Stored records

-*-

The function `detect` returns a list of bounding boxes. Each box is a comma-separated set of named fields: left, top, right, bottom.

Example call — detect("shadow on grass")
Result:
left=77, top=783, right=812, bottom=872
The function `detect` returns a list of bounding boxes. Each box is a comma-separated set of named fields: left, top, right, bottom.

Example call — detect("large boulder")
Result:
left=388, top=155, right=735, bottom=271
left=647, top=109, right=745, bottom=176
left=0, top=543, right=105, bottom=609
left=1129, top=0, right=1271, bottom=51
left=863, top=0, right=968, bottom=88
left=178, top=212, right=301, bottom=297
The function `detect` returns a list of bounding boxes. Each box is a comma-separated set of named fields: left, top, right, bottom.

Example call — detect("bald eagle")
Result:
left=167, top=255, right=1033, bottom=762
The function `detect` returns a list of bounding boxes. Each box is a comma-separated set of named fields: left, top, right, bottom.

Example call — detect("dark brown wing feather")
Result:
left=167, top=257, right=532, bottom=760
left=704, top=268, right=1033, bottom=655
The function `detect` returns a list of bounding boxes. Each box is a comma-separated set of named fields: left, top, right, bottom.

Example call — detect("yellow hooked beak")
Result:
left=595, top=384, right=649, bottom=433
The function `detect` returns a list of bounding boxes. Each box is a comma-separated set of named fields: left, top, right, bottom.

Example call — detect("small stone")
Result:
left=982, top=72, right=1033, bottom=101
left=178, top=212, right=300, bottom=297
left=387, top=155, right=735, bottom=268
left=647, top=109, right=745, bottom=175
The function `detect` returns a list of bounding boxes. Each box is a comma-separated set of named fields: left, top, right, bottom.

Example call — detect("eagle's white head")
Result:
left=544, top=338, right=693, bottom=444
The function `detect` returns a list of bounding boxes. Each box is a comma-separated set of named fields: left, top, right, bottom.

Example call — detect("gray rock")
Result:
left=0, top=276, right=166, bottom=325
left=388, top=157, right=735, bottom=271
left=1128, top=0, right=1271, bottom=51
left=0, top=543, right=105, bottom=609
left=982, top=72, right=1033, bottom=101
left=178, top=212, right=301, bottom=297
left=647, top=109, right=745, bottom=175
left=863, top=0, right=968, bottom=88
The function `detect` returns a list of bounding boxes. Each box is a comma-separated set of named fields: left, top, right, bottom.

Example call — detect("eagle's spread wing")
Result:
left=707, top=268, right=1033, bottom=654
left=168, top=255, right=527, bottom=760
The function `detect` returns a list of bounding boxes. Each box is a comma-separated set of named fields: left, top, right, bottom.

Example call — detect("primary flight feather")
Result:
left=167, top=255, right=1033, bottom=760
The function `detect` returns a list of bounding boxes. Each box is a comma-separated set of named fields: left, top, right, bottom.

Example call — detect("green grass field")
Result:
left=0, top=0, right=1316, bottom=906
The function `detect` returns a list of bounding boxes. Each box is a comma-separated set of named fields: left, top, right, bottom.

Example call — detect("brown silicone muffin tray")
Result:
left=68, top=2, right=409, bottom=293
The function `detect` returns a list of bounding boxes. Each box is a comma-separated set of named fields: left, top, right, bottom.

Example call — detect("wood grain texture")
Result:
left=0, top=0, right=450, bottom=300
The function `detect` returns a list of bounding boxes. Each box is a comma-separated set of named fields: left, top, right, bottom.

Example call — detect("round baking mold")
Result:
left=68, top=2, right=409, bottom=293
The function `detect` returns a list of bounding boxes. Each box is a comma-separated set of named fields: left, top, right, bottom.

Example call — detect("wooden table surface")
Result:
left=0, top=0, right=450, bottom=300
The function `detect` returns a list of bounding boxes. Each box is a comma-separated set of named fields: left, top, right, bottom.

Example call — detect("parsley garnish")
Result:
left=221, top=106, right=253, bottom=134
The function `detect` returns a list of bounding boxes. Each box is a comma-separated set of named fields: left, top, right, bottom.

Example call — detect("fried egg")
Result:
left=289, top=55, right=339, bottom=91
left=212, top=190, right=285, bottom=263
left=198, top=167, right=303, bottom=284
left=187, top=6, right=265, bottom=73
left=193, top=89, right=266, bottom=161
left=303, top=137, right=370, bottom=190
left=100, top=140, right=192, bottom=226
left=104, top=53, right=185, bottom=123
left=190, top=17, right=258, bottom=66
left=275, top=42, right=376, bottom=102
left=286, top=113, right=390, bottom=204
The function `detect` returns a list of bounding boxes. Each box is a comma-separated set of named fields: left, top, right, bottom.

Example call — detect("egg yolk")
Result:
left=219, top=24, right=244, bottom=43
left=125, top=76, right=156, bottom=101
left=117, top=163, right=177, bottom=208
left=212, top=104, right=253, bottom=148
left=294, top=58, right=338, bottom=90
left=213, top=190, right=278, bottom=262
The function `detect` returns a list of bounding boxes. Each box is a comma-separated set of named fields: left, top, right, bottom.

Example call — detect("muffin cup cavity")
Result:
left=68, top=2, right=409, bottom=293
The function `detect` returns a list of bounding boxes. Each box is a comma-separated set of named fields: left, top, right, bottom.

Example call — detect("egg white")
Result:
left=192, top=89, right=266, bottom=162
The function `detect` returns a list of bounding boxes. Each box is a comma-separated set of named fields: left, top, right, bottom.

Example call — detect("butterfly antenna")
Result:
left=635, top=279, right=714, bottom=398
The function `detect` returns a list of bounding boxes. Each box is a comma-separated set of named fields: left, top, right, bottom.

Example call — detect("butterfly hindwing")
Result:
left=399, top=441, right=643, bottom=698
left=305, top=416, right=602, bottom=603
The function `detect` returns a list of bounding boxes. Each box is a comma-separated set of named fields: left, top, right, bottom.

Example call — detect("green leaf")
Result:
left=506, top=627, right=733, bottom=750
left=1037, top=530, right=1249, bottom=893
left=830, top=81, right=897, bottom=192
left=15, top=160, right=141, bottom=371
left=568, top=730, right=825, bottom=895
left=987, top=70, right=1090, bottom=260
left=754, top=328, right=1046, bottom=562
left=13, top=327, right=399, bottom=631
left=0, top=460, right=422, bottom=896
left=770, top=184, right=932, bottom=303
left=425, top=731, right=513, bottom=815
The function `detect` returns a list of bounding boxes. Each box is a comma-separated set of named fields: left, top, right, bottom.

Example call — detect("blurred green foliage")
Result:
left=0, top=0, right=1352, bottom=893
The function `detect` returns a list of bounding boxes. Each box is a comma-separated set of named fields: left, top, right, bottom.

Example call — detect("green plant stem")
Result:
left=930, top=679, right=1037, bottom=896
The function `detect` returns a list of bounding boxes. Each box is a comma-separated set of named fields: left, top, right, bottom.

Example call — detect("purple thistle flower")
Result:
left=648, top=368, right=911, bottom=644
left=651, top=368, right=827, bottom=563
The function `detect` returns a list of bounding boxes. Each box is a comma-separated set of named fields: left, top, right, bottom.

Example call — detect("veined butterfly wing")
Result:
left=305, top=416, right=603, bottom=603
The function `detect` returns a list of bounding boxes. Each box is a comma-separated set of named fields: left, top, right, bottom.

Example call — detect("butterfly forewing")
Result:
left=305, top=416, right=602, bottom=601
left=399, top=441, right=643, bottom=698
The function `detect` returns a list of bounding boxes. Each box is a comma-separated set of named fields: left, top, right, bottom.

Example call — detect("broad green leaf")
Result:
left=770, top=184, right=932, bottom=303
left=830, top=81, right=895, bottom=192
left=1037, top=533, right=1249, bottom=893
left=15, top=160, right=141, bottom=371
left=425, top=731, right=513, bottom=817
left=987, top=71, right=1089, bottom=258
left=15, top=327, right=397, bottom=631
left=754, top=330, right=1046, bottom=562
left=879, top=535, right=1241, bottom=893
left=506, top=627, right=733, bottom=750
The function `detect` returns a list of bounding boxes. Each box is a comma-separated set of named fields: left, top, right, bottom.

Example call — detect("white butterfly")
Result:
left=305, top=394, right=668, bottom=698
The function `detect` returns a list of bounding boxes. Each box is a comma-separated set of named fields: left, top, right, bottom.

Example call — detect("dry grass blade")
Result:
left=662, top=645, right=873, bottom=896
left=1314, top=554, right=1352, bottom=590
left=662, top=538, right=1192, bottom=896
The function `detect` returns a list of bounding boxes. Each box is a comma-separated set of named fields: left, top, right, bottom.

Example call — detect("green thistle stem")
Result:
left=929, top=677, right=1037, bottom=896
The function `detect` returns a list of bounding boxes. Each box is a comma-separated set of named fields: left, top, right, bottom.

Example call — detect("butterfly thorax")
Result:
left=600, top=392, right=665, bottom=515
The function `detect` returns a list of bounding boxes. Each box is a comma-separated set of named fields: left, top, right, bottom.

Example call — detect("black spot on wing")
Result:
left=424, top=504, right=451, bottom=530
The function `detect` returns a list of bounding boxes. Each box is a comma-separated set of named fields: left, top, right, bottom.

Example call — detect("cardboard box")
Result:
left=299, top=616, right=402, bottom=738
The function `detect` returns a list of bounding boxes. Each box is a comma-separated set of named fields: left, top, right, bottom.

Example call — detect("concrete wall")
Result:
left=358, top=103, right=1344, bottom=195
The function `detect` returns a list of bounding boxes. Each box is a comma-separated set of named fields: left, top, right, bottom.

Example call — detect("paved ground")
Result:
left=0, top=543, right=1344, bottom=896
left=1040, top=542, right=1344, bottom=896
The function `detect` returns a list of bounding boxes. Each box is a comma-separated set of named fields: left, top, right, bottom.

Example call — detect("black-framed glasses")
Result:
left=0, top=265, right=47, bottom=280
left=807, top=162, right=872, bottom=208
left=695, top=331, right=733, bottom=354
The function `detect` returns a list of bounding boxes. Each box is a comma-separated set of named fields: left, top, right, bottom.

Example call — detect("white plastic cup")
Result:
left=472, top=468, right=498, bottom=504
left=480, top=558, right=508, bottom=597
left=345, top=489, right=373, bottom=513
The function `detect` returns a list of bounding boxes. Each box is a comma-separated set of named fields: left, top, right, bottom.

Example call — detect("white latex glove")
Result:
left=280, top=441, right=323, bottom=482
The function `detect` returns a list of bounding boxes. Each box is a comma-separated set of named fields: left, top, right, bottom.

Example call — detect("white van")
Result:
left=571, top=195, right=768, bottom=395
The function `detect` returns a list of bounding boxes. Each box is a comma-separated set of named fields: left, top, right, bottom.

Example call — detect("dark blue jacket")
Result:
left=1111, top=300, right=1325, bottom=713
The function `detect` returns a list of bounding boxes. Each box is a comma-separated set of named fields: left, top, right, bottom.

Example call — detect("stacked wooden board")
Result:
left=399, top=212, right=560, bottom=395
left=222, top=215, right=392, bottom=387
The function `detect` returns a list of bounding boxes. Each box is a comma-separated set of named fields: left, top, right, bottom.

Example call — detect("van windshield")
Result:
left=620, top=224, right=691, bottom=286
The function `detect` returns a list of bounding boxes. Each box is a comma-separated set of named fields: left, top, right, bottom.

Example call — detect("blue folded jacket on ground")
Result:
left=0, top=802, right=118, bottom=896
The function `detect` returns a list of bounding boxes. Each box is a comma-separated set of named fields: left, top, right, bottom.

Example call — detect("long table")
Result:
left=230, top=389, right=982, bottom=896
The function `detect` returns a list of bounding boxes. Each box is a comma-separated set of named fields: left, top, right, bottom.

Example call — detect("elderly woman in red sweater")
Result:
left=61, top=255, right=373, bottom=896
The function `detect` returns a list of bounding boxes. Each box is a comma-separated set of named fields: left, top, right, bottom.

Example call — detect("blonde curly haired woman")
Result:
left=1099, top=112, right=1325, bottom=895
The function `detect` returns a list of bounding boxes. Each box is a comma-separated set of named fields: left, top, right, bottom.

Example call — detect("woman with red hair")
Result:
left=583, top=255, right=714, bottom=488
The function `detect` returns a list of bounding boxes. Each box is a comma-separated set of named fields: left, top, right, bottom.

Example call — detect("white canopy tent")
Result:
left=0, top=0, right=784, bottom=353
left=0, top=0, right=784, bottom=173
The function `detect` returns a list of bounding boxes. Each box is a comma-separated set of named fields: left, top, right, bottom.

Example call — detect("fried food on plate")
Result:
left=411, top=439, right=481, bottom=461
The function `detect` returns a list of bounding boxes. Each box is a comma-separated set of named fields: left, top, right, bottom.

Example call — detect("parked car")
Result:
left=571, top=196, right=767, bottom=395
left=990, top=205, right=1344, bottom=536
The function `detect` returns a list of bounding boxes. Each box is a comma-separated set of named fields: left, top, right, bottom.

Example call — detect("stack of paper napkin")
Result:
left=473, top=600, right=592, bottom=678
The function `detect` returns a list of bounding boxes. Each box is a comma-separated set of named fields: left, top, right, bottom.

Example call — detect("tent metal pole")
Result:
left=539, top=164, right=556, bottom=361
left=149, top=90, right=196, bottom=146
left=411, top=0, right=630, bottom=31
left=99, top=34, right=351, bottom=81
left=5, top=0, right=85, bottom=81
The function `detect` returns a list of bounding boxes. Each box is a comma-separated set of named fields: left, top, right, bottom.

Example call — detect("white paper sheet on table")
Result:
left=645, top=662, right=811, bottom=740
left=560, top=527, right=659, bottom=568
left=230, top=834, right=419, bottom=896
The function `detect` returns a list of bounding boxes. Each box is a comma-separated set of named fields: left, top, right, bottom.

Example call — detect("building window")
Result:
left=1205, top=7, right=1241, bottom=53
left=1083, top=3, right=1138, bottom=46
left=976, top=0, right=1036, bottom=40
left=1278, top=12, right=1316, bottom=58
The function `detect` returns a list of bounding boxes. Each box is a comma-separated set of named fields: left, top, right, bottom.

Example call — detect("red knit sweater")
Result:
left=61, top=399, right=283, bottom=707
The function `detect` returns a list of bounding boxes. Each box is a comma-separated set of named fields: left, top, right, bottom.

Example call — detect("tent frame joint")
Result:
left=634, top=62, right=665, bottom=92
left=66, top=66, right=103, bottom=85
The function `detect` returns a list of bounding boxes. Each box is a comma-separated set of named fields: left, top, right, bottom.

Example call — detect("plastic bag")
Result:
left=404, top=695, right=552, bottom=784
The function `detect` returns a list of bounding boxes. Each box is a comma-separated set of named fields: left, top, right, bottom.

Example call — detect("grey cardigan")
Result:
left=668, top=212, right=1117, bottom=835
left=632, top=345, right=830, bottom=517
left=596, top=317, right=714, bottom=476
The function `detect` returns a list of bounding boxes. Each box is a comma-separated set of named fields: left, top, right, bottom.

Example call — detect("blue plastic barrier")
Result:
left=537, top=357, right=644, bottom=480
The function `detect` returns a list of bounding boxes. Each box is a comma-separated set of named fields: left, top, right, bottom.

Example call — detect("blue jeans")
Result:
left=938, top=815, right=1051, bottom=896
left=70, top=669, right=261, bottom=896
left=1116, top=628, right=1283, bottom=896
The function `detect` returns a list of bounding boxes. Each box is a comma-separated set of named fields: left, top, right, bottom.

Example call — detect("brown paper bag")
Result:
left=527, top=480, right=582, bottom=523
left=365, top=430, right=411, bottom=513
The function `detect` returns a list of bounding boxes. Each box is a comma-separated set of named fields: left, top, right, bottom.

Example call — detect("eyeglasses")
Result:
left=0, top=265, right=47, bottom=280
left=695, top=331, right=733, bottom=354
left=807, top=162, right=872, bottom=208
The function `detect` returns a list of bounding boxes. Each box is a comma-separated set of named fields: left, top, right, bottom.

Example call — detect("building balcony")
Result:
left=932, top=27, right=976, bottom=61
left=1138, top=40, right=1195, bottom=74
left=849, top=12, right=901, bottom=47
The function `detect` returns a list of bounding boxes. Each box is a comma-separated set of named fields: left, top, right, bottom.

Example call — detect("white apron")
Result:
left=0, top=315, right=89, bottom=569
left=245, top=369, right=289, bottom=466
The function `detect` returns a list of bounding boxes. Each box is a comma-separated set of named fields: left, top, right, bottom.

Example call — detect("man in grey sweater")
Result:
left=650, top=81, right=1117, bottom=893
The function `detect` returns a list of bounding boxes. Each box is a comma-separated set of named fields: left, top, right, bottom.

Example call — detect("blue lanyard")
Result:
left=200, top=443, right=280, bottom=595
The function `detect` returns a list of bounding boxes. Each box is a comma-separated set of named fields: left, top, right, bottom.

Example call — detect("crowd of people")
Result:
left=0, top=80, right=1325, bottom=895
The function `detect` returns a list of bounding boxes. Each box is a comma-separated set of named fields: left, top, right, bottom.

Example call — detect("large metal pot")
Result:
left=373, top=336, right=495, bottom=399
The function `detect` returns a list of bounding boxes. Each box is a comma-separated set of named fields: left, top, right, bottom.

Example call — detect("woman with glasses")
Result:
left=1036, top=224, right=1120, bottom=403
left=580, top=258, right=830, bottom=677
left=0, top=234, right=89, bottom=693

-*-

Exercise: Return every line of the data above that contains the string "muffin".

Task solution:
Example call — detect("brown silicone muffin tray")
Example call — detect("muffin cup cavity")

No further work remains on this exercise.